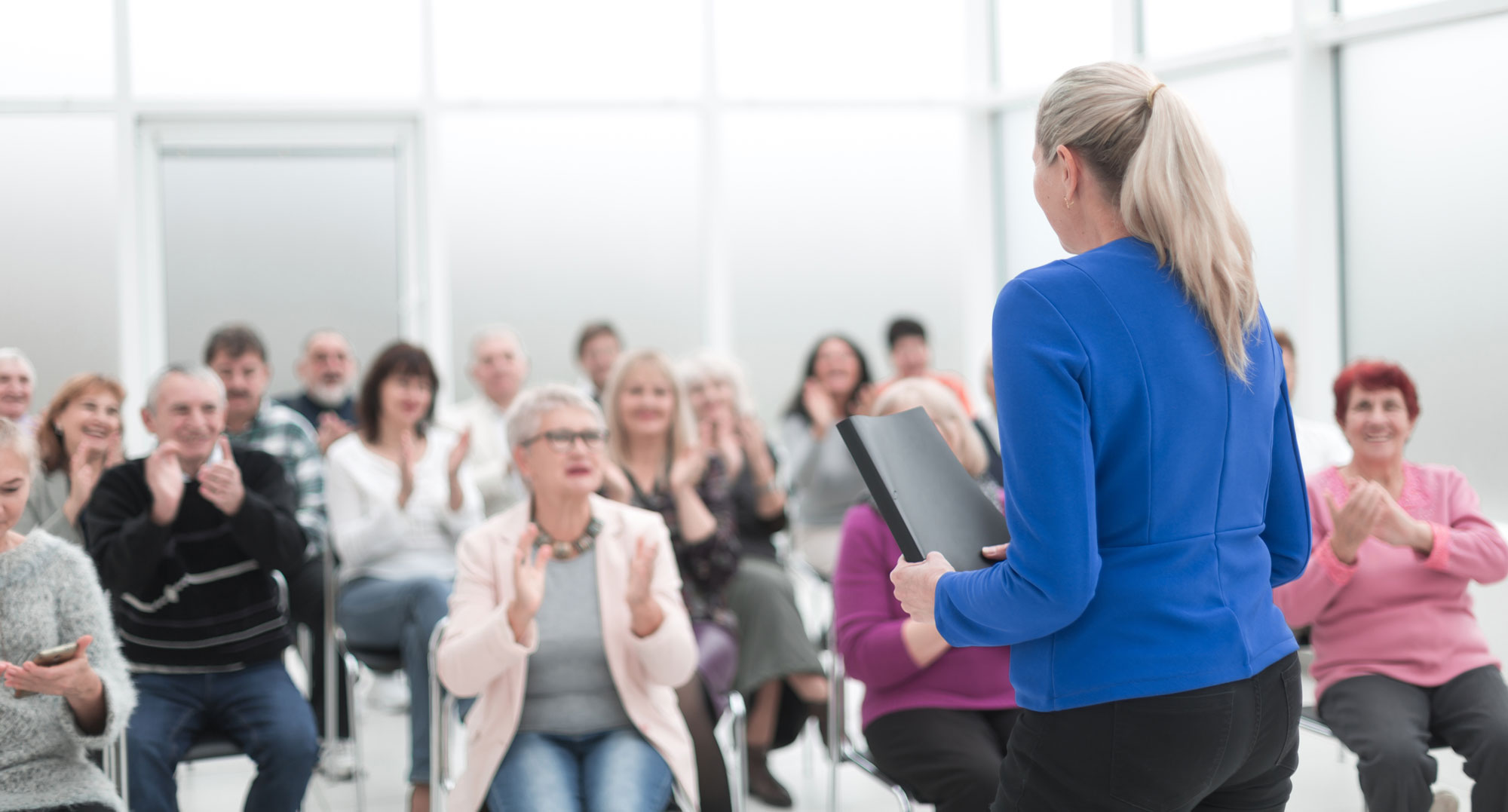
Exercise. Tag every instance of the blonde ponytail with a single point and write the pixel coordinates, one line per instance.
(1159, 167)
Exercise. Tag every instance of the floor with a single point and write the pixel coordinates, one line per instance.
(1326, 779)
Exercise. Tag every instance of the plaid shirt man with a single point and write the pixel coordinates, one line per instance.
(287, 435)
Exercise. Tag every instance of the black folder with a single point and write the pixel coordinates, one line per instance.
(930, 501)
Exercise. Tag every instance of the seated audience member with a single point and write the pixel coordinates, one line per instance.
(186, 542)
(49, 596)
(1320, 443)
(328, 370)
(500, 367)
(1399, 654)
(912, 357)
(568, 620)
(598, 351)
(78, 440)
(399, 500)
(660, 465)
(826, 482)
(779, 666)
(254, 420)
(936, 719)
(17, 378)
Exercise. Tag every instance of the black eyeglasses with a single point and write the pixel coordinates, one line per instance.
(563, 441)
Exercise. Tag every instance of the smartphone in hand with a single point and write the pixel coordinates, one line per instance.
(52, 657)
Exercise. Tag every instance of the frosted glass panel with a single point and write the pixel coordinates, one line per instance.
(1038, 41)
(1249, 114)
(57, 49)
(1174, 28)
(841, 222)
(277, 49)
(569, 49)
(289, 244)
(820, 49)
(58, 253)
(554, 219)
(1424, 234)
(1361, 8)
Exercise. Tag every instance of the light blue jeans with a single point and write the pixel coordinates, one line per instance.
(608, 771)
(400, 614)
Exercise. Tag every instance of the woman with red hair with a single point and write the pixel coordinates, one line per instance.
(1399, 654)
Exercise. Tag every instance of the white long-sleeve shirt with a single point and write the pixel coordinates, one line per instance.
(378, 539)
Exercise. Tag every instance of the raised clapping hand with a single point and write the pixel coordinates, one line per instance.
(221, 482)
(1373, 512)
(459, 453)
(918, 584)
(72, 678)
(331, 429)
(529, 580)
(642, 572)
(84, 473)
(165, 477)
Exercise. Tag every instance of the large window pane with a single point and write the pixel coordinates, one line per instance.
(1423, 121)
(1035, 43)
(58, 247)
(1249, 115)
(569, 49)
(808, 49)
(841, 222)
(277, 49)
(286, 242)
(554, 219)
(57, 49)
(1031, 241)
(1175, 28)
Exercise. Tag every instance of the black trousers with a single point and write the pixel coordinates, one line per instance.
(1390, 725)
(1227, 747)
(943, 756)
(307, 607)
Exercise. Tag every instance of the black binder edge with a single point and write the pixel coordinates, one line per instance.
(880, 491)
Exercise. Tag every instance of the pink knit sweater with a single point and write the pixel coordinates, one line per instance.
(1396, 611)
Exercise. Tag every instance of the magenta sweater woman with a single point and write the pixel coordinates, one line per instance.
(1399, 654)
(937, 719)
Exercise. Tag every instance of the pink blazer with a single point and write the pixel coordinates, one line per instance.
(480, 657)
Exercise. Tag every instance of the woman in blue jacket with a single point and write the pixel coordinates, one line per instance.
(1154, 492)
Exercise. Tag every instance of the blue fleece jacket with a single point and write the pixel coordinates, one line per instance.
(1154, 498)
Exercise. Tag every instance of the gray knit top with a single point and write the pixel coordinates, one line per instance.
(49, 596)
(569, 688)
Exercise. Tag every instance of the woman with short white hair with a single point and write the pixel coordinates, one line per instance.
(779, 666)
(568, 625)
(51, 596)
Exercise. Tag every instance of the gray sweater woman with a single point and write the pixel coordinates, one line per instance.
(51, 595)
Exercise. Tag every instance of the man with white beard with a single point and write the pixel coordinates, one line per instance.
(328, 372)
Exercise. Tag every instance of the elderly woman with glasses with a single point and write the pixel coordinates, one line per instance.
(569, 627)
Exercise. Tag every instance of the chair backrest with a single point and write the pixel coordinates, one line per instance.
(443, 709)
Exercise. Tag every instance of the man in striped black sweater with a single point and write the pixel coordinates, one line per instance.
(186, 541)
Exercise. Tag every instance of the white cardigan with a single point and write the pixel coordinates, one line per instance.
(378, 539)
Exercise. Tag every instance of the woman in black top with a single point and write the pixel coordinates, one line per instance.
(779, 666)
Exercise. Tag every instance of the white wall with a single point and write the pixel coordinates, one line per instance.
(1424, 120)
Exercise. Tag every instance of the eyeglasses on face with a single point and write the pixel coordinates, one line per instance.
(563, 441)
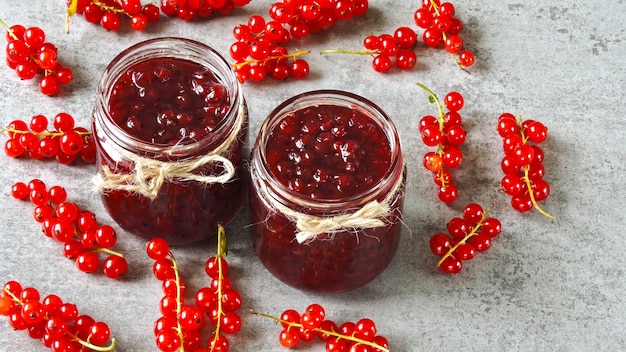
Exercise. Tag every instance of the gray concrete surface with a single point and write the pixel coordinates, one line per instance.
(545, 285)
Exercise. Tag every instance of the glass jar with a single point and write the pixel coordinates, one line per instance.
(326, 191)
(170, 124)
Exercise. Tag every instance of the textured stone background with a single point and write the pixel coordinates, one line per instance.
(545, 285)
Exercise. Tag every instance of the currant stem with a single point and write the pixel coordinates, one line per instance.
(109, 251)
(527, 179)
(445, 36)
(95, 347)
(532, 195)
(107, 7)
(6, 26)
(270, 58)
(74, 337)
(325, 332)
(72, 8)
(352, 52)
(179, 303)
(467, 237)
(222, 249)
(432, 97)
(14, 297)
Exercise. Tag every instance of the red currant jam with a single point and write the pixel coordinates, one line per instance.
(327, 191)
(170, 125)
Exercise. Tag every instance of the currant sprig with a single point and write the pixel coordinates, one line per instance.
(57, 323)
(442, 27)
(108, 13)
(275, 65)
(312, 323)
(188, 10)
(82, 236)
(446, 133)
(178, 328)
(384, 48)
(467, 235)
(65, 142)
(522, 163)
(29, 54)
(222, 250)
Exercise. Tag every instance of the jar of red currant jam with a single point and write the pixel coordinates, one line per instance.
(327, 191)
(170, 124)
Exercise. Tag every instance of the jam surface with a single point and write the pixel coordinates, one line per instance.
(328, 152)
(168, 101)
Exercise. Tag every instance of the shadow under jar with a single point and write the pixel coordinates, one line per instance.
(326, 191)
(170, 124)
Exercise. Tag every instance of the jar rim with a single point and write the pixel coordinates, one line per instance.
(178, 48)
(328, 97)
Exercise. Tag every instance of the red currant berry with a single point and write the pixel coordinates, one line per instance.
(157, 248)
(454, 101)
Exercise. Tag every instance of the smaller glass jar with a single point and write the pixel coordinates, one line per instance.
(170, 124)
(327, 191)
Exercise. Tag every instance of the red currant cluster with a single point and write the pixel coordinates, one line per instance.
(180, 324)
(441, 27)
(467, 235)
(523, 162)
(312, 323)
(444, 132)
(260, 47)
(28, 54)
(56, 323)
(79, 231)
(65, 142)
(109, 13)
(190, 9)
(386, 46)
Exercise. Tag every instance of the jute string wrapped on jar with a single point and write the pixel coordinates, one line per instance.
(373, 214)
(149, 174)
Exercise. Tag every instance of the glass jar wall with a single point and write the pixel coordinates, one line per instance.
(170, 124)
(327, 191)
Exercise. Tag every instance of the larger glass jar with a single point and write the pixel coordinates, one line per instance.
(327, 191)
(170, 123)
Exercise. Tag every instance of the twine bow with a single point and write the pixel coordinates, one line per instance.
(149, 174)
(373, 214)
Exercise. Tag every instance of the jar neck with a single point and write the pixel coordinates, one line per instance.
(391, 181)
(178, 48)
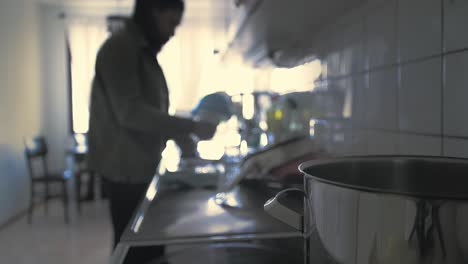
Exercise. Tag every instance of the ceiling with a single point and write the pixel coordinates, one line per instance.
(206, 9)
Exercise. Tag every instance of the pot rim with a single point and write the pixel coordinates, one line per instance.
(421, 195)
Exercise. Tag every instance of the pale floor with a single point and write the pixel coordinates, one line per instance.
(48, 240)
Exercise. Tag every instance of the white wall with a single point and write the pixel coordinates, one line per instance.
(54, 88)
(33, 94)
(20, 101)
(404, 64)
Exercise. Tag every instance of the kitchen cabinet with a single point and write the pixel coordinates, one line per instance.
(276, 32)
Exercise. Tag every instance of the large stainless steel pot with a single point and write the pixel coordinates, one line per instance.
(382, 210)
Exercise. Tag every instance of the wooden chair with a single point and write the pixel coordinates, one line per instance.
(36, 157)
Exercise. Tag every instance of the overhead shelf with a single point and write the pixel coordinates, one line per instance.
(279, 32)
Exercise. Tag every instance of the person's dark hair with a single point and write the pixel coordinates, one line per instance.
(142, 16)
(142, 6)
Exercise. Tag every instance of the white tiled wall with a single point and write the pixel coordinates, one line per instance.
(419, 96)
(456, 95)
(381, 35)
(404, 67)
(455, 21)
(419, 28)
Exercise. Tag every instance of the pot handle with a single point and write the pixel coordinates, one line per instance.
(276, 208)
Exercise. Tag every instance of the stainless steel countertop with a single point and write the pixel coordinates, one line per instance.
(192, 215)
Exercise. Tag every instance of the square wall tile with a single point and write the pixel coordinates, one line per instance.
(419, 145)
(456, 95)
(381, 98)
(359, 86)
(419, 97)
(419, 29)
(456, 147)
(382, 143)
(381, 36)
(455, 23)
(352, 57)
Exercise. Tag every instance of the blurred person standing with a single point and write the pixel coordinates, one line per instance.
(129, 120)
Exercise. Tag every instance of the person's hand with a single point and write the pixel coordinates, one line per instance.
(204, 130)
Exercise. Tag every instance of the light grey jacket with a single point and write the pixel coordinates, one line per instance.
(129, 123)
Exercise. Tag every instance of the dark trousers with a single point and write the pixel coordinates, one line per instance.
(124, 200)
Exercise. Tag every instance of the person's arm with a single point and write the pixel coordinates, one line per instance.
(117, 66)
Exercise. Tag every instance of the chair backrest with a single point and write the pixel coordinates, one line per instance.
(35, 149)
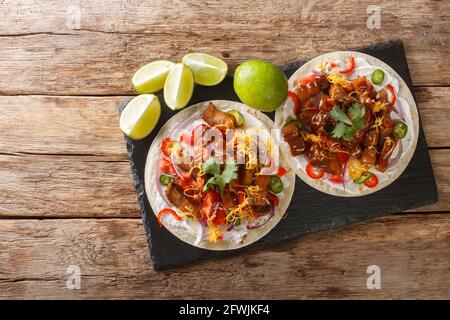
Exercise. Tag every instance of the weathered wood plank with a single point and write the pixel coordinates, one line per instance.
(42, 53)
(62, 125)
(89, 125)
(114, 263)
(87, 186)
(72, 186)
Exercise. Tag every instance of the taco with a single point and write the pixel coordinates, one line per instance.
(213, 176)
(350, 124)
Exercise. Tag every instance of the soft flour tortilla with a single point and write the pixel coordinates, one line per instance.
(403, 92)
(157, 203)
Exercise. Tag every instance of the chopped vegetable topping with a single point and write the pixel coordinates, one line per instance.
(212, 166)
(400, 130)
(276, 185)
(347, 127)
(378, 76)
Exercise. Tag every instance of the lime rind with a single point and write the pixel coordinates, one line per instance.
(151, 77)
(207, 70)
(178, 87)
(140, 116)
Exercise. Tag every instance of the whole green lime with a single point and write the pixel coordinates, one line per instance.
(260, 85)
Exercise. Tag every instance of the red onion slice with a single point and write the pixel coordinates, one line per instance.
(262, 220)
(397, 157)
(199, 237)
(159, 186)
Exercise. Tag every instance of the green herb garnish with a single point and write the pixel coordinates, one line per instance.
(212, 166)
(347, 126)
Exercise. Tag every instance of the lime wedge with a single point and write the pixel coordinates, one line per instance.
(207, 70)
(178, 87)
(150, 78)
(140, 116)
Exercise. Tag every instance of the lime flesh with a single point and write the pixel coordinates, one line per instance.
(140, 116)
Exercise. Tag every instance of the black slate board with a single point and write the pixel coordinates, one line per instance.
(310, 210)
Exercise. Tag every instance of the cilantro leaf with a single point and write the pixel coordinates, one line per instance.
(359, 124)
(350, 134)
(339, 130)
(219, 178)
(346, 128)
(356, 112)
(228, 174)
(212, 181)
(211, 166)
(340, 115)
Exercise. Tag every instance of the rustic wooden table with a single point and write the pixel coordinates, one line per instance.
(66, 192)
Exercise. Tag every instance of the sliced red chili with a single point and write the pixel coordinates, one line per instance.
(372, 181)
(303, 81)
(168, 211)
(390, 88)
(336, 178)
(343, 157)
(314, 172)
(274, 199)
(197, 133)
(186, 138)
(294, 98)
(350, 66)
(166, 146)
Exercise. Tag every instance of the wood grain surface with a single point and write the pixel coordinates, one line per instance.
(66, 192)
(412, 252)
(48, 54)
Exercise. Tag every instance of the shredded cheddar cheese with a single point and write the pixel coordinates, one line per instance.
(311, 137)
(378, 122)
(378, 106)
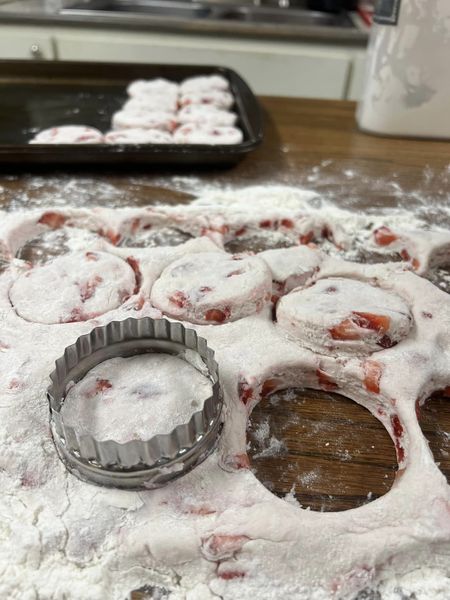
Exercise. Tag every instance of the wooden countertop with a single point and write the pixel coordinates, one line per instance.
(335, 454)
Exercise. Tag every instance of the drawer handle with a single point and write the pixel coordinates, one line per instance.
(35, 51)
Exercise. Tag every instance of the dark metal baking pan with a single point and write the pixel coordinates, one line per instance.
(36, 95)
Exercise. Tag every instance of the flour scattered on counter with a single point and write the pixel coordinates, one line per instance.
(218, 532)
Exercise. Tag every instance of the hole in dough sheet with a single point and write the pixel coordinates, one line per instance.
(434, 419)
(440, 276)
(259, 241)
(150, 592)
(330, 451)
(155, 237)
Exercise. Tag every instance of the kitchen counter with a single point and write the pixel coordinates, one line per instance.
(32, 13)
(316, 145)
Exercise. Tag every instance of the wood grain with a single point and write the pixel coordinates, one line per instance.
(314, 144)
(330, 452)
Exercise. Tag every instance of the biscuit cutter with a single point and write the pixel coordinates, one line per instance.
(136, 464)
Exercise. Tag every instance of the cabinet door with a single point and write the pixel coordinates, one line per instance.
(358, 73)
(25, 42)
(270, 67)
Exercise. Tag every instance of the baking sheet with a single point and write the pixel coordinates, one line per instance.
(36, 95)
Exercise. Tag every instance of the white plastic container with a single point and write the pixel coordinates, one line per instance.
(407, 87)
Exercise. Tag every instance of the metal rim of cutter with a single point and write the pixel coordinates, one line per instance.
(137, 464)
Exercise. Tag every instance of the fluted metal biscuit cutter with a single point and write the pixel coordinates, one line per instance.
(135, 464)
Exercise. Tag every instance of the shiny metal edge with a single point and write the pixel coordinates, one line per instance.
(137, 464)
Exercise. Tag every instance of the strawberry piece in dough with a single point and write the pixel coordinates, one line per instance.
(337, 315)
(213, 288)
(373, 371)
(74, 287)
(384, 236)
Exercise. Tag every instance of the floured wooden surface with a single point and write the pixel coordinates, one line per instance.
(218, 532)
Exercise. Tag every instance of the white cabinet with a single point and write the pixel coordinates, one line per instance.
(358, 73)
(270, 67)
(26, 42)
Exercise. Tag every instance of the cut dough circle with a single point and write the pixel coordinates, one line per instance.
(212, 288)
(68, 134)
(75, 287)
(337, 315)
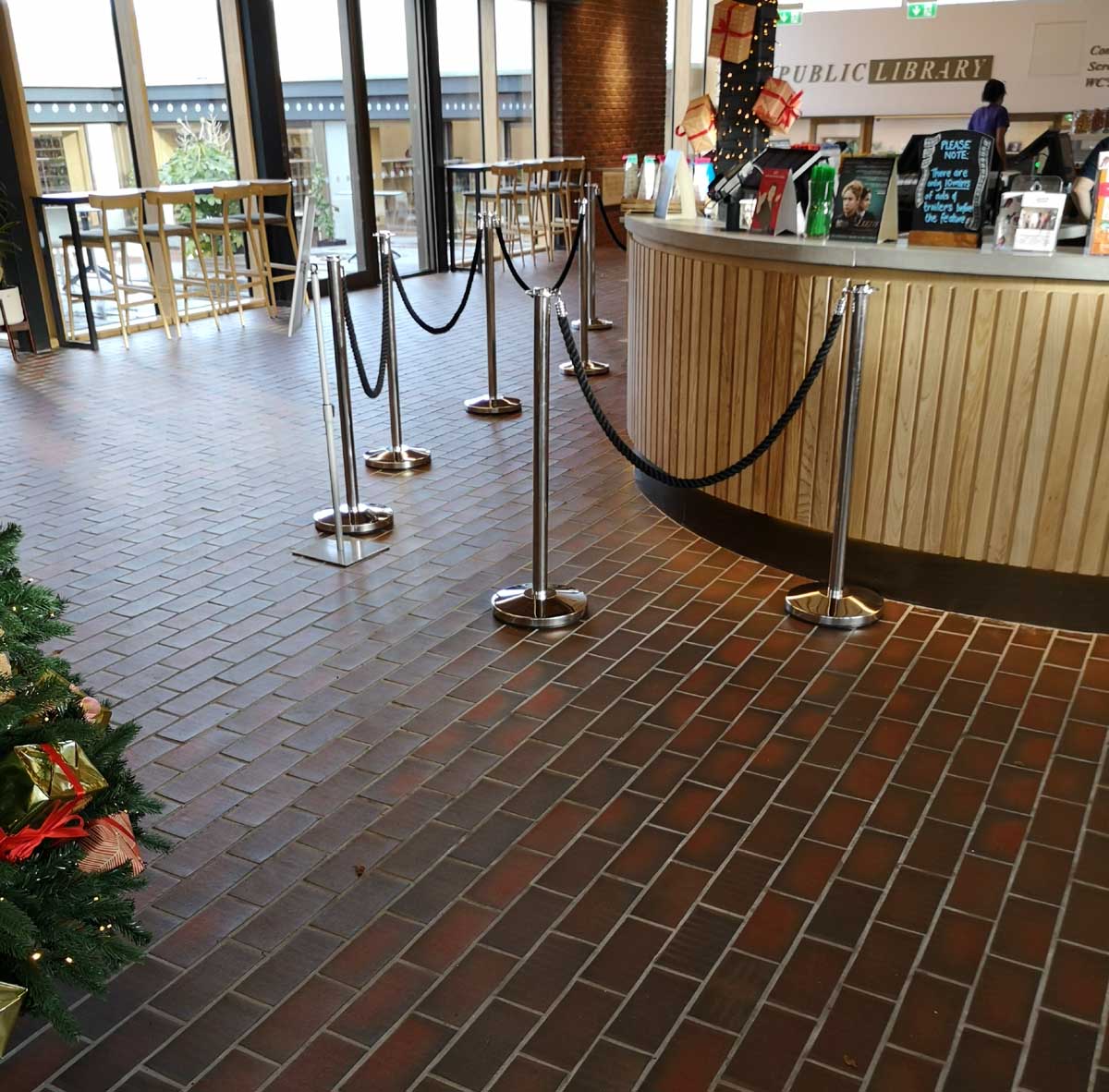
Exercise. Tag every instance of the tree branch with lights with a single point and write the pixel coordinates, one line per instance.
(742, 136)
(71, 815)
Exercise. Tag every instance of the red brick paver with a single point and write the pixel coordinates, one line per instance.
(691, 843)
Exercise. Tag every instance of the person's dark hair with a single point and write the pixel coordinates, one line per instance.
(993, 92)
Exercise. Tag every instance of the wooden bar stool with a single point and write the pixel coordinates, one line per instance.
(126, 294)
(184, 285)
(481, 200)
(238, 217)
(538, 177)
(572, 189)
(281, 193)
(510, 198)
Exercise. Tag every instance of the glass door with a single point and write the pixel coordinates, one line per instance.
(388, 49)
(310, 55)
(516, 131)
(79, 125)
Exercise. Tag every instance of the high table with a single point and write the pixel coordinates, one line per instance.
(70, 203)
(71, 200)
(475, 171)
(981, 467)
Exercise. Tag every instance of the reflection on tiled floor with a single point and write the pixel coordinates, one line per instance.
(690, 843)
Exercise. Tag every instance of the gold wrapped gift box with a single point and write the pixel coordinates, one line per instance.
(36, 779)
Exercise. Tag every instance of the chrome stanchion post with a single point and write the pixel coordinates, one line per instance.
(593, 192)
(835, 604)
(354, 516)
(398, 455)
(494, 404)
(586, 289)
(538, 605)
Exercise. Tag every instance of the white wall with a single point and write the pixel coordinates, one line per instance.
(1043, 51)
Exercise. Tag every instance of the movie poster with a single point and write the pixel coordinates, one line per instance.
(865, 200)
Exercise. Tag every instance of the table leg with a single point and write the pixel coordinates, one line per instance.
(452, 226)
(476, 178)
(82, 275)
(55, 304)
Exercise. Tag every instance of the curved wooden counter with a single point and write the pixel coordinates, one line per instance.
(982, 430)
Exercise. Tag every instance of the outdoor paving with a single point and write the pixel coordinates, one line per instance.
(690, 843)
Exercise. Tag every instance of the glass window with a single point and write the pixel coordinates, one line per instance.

● ● ●

### REQUIRED WORK
Turn the lines of the listing above into a JSON list of strings, one string per line with blank lines left out, starting at the line that contains "Exercise. Tag every instance of the curved" and running through the last line of the listing.

### RESPONSE TO THIS TASK
[
  "Exercise. Tag every instance of the curved wooden counter with a single point and write the pixel coordinates, one line per instance.",
  "(982, 430)",
  "Exercise. Tag every instance of the outdoor paving with a single point and write the pixel coordinates, one line per instance.",
  "(690, 843)",
  "Exercise. Tag every instance of the glass window with a single point and write the pixel coordinates, one line per instance."
]